[Stored items]
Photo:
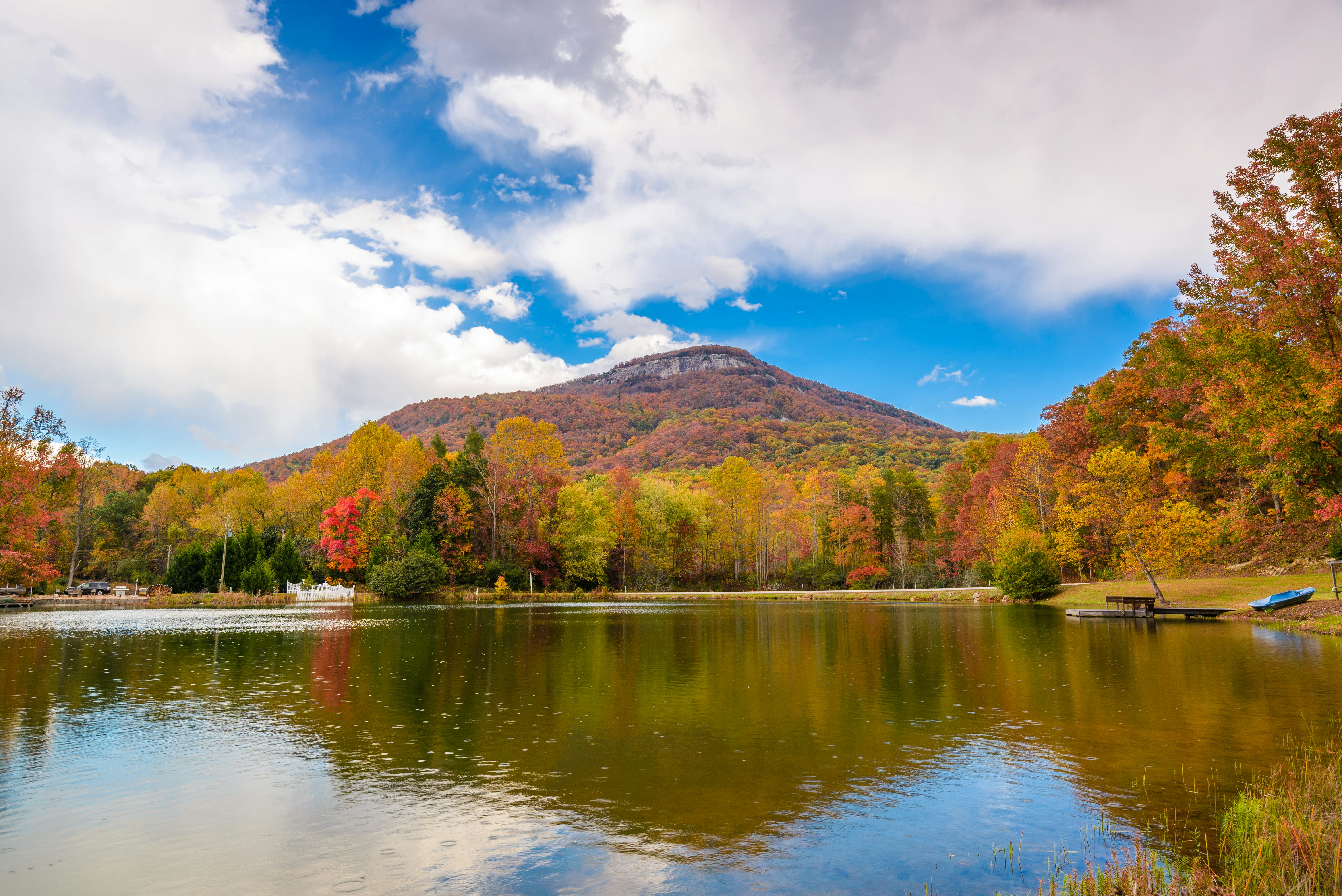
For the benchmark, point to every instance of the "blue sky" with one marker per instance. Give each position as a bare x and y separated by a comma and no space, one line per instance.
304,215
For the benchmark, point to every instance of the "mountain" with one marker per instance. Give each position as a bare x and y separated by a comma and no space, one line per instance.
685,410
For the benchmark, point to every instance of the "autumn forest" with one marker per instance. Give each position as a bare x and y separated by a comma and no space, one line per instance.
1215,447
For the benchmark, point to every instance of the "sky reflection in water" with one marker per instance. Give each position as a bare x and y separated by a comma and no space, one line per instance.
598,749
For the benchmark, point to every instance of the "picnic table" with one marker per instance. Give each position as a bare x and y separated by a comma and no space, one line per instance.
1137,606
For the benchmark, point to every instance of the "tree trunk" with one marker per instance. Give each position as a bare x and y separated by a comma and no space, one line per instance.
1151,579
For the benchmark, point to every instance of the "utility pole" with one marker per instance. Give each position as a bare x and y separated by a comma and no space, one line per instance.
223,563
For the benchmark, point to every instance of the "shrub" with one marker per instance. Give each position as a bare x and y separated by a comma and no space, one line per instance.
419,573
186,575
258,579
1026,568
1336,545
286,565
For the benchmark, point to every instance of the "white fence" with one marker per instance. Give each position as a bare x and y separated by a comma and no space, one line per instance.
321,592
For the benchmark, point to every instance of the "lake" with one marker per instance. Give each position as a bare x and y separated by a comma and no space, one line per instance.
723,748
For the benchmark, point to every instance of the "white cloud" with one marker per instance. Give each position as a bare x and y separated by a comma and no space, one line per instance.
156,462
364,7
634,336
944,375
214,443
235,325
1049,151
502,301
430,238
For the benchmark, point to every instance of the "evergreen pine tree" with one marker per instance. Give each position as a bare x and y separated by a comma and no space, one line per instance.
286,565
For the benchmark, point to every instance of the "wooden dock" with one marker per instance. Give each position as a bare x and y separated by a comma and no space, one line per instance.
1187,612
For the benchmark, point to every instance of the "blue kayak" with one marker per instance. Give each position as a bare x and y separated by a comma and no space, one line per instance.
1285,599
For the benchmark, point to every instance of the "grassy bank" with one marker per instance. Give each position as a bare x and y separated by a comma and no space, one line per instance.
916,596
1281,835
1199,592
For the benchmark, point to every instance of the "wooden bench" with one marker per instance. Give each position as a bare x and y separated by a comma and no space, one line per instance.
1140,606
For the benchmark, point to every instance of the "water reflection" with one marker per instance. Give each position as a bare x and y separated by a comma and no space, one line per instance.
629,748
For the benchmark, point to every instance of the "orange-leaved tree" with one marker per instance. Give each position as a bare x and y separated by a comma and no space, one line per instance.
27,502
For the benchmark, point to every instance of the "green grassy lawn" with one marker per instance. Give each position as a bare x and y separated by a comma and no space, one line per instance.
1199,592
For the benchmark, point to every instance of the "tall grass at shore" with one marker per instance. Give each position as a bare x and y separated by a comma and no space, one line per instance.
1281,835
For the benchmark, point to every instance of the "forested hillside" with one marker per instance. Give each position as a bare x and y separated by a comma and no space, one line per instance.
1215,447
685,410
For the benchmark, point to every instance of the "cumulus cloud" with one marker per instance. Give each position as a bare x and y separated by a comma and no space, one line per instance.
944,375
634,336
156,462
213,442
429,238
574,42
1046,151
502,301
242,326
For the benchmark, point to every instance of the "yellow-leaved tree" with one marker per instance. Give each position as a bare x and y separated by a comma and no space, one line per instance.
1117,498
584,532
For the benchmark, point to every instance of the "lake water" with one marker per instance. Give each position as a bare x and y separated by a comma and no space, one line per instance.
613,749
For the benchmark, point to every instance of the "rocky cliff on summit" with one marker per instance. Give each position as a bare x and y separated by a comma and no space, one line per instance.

* **Your goal**
Strip the images and reproduce the remaining records precisely.

* **Exercise response**
Photo:
For the benchmark, point to every instance of the "blue sky" with one marker per instance. Give each position as a bare x and y separated by a comma and no space, one line per instance.
304,215
For the benchmark, point to every instance of the "mountain" with one marker per instance. Give each position as a bare x and y separated by a comma and no space, one line per instance.
685,410
For the benchmark, point to every instance of the "autumn forest" with one marker per instance. Give each position as a bare x and y separated by a comma and no space, one line per instance.
1215,447
For the benchmark, point to every instance of the "sky reflection in water" with one marker per instance. Give each position as a bare x and y separated by a comma and no space, one line per instance.
598,749
For the benchmark, point to every instance of the "picnic table" with one marker per instance. Give each position as a bare x and y separated by a comma and no space, one line per instance.
1137,606
For the benchmark, point to every instance of the "tree trunk" with one marker per instance. Give each position as a bare x and y separated by a comma and no space, one line per instance.
1151,579
For the benchmark, point to every instance of the "utility pole" with one marker per instance. Give each position as a bare x and y separated by a comma and no space, one line per instance.
223,563
For the benchmark, point to every instance of the "shrub" with one marker per instance. Give each position as a bare x and y separated by a comma and no space, one line per instance.
419,573
186,575
258,579
1026,568
1336,545
286,565
For the benchmark, point to every instance of the "white fence" with one marker per instance. Give each position as a bare x and y separated by a comma and no space, one line per instance.
321,592
For the benchmark, point to every instance of the "lake" with one marker per instance. Give each position as a bare x and y separated by a comma and no space, one line per instance.
723,748
For the benchmark, point to every instance of the "white cloud" with one marker per instance. Give each position as a bare x and y separated by a comma and no space, one line per instance.
156,462
364,7
634,336
944,375
214,443
235,325
1049,151
502,301
430,238
For the benchmark, point to every instance of the "evergreen pine tree" with one marker per instance. Give each position as a bare x and y separated by a comma and no space, one line per instance.
286,565
For the benchmark, point to every instance of the "wooden dock" with one marker per instance. Give each position as a bare x and y separated by a comma and no space, one line per instance.
1187,612
For the benchmark, point to every instance of the "blue kayak" with one marker per instance. Give each position as a bare x and y separated by a comma and no space, one line per instance.
1285,599
For the benchmark, point to every instance of the "grassy bank" with one marker per instance. Give each position as a bare x and y separated by a comma and no space, one line per instance.
916,596
1281,835
1199,592
For the benchmark, point to every instance of the "wooden bench" with one marker per instance. Give each position as a bare x and y separated by a comma and no space, one line per instance.
1140,606
For the benchmark, point to every instance of the "water reflection" with one marker per instance. Give each position as a bare x and y separated by a comma and no space, one line per instance.
629,748
For the benchmark, point to every instance of the "orange-leaved tree" with one marker per instance. Give each position as a bare x and y separated by a comma and no space, one line per instance.
27,502
For the benchmark, point to every instance of the "green grassy lawn" with one marker per instance. Give each position as a bare x and y separated by a comma and no space, one line per instance.
1199,592
For the benchmark, point to every instance of the "tall grass at shore" with one marker per instance. Give each position as a bare x and y separated by a comma and no space, one line per instance.
1281,835
For the benchmark, point to every instance of the "forested hillside" with one marker per instance. Give each position as a bare x and y separated by a comma and no space, one line per instance.
1215,447
685,410
For the benchmark, point to every instance of the "cumulus cloud" with one marker per instance. Give each position as a bare x and y separated by a comma and no space, one line per instance.
944,375
634,336
156,462
213,442
429,238
574,42
1046,151
502,301
242,326
For the benchmark, point to every instance of the "yellow-leaved tree" with one marker per instance. Give each position as a bare x and y separated by a comma and no space, one line per instance.
1117,498
584,532
For the benchmark, point to every instance of the "lake water" with one marker per instance. Give each position as a bare x and y separated by a comma and no space, one line per instance.
613,749
For the benchmark, point to every instance of the "rocky cliff on summit" with one marker per instance. Give each position as a bare x and y separated by a comma and no space, one line per instance.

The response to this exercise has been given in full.